• PROBLEM STATEMENT: Your answer needs to include each line of the records in which the string "stem" can be found.

• SUPPLIED RECORDS:
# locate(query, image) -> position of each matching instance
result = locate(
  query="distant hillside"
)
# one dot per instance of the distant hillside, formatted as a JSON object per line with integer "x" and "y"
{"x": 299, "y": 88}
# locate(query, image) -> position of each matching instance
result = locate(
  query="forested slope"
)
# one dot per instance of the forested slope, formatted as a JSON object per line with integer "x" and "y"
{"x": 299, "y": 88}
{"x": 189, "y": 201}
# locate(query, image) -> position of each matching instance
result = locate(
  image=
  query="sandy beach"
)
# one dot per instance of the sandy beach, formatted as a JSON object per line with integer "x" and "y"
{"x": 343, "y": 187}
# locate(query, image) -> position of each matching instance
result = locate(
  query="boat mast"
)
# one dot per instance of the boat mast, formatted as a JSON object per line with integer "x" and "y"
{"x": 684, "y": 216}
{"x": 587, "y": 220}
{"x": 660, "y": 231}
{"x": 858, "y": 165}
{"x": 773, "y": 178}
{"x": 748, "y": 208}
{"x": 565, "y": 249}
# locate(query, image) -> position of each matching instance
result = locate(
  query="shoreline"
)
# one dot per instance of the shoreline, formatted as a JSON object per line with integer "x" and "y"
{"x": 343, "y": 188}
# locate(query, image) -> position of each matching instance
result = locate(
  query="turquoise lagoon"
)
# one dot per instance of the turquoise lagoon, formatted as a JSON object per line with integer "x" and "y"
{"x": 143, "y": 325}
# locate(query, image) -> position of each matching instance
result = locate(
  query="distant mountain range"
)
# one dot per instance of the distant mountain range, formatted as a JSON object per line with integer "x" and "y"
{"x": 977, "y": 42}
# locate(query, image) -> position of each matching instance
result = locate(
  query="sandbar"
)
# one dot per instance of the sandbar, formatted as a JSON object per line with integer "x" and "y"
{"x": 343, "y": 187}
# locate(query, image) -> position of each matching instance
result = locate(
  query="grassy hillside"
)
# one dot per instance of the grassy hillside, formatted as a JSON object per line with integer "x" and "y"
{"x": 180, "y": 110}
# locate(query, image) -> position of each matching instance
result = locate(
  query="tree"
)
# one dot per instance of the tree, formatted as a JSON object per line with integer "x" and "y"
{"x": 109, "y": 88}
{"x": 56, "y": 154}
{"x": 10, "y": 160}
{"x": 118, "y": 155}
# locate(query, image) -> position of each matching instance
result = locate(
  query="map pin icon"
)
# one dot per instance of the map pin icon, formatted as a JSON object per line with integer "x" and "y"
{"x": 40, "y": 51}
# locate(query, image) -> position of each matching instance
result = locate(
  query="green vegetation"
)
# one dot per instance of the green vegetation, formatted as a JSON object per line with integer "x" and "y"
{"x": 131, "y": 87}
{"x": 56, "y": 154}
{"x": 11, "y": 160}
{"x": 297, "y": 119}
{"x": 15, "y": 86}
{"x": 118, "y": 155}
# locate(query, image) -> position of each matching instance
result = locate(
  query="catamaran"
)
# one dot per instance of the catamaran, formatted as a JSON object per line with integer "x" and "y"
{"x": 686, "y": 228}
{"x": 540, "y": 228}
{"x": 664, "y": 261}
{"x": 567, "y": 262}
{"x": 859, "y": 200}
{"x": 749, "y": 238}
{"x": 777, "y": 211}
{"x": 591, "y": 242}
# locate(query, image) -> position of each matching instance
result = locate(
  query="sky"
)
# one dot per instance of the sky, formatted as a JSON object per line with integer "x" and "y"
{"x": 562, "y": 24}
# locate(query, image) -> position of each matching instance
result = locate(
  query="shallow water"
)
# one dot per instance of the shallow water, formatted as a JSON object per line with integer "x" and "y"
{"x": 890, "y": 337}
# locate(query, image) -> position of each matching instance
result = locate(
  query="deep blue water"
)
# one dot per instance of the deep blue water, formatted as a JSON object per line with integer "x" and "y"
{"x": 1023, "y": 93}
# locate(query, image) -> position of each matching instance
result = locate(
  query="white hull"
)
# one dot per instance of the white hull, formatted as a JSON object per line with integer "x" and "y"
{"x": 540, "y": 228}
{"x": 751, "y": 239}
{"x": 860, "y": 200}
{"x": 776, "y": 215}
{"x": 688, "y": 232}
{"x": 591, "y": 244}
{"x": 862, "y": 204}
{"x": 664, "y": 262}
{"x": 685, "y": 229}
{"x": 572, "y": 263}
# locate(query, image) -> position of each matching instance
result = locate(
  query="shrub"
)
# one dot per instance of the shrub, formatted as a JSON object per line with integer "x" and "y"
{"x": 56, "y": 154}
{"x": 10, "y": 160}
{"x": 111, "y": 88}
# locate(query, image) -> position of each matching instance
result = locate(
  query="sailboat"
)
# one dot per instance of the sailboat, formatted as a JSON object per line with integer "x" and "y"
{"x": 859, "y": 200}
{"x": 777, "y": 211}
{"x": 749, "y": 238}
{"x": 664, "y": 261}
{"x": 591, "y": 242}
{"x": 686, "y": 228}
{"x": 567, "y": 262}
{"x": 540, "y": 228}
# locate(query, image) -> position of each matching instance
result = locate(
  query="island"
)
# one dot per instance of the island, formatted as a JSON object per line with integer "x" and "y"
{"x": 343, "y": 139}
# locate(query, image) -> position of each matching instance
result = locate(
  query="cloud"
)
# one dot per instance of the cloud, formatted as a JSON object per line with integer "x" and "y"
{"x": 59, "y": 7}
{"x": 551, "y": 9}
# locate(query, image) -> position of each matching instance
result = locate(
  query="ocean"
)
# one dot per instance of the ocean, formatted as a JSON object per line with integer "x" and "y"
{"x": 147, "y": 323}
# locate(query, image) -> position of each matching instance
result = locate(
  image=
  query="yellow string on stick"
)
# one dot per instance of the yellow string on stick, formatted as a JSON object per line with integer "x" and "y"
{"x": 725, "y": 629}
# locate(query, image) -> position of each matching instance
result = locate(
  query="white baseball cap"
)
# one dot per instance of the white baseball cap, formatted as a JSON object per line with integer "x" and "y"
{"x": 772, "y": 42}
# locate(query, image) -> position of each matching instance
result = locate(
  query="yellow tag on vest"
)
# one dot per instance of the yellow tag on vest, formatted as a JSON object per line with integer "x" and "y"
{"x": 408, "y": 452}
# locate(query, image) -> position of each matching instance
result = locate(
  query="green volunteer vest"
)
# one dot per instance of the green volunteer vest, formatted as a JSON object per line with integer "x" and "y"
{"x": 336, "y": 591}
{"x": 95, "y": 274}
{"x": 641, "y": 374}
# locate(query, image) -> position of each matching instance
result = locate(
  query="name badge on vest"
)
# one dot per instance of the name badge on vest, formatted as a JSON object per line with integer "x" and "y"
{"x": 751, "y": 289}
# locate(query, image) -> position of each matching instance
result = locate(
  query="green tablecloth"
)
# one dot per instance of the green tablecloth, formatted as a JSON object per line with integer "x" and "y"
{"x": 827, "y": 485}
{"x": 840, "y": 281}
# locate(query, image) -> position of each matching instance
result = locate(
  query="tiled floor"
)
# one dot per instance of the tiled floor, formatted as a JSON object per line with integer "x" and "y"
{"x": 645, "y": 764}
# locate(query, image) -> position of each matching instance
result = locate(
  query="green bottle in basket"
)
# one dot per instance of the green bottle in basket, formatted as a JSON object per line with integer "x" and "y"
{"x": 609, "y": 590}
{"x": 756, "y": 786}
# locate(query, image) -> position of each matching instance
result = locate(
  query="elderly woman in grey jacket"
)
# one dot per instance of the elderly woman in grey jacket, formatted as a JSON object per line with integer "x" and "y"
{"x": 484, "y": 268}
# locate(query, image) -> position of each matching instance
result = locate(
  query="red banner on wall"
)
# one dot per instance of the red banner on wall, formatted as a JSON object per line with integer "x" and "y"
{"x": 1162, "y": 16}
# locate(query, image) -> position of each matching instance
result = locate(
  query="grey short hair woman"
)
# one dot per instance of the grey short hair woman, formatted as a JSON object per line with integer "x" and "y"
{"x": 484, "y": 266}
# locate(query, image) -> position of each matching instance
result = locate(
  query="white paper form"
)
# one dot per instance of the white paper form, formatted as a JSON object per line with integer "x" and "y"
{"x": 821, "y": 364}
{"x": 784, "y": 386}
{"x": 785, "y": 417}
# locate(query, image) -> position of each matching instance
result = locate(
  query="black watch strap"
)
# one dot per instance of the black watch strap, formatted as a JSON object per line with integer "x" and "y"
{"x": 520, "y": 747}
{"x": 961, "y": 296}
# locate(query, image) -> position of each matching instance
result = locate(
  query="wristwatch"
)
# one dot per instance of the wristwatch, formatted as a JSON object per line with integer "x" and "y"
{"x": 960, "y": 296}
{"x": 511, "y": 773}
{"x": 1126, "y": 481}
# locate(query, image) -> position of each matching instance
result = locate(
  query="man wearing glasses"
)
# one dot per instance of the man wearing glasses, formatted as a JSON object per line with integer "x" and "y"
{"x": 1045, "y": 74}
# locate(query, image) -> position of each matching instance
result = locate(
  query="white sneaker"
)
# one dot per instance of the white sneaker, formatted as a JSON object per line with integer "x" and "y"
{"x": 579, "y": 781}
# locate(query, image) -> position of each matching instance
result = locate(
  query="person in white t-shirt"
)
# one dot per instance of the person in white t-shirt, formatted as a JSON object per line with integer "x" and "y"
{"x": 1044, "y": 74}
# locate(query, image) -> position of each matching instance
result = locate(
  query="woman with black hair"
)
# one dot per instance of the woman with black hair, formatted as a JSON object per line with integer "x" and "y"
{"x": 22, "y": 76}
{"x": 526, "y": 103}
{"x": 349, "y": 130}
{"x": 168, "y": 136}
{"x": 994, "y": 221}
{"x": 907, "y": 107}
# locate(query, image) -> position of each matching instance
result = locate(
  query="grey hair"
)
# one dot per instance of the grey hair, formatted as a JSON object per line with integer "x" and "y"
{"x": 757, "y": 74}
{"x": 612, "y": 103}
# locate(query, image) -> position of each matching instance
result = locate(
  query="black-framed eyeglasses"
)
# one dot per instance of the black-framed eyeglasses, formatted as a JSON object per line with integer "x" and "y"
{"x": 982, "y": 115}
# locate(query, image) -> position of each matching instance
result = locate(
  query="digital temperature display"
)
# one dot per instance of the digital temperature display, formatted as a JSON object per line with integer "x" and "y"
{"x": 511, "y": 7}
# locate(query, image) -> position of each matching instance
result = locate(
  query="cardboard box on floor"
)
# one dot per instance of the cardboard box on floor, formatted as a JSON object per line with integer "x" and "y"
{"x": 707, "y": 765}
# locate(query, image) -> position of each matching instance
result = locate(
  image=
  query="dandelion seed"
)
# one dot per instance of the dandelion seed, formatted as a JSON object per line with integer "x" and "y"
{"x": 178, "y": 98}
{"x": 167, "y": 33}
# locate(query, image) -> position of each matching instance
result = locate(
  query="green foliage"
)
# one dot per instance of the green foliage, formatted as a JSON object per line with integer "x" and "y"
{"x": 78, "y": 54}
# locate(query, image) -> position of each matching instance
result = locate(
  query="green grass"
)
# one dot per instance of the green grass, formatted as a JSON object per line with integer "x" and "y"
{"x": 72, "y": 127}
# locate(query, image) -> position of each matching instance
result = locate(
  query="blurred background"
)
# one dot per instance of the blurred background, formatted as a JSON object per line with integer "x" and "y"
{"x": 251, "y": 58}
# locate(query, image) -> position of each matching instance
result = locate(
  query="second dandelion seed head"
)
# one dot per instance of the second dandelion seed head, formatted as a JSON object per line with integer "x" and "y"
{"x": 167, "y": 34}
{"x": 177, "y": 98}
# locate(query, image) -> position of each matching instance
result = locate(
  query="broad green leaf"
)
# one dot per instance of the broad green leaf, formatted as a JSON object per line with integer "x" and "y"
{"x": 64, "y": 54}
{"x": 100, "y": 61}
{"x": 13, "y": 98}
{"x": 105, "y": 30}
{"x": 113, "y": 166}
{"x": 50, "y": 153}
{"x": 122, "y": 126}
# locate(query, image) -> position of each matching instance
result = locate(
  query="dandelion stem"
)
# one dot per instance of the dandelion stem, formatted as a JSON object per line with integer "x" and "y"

• RESULT:
  query="dandelion stem"
# one dot per instance of the dandelion stem, formatted as a JSON object per line with integer "x" and "y"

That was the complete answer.